▽
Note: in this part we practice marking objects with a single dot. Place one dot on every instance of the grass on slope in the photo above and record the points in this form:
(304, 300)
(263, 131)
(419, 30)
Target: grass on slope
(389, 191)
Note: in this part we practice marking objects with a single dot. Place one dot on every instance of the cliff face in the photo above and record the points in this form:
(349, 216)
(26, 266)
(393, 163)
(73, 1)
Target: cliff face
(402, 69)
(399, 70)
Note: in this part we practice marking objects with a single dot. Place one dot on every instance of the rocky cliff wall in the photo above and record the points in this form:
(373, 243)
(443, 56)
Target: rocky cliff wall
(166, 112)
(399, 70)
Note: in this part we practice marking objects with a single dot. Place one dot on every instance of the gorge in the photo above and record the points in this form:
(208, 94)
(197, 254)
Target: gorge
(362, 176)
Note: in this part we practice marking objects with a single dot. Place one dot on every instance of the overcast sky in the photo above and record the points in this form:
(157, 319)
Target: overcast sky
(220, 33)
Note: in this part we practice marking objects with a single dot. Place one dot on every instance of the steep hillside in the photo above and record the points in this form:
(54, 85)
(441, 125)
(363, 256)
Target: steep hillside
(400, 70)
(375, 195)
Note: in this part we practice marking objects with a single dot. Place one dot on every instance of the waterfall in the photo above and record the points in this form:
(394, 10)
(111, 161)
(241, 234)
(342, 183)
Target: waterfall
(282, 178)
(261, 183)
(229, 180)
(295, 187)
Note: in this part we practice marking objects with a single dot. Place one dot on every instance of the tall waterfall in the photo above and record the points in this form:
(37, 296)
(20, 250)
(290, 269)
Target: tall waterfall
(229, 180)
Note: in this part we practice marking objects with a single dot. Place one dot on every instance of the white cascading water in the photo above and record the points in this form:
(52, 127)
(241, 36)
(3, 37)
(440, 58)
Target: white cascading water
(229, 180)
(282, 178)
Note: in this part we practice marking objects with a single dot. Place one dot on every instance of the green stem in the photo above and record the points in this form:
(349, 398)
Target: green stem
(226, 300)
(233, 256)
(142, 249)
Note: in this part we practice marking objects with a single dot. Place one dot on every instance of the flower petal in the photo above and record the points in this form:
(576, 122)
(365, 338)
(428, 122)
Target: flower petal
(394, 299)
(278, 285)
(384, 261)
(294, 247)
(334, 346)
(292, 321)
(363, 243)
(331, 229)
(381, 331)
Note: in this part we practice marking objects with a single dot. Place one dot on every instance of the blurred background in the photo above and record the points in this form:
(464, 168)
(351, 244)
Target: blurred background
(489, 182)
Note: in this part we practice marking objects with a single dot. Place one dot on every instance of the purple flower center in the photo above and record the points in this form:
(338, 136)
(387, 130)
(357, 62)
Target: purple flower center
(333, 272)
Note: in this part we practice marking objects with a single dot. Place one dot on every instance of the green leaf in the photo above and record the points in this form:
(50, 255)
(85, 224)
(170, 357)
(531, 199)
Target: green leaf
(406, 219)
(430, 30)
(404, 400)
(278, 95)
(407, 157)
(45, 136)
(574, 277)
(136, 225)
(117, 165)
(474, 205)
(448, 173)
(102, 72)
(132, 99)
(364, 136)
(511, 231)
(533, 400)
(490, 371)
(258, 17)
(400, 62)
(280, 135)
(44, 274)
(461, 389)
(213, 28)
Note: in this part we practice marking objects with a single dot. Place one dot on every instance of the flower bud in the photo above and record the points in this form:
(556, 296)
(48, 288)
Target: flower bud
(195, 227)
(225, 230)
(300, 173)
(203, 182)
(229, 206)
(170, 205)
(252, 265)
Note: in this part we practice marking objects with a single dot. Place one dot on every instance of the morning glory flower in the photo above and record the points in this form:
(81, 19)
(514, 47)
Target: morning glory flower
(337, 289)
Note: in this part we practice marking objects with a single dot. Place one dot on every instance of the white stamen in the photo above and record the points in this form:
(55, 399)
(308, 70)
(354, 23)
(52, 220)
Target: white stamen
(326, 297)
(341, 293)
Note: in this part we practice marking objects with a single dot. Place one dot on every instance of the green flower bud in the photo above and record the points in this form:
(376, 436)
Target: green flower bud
△
**Goal of the exercise**
Quote the line that contains "the white stamen" and each line after it through the end of the data, exactly, leaving out everything else.

**The reply**
Note: in this part we practice marking objects with a single dot. Place one dot on every instance of the white stamen in the photo above and record the points in this form:
(55, 399)
(308, 70)
(354, 23)
(52, 220)
Target: white stamen
(326, 297)
(341, 293)
Note: in this part we practice marking objects with a single dot. Place one dot on every instance of the green flower bud in the photo above and record the points in this form:
(376, 436)
Target: green flower bud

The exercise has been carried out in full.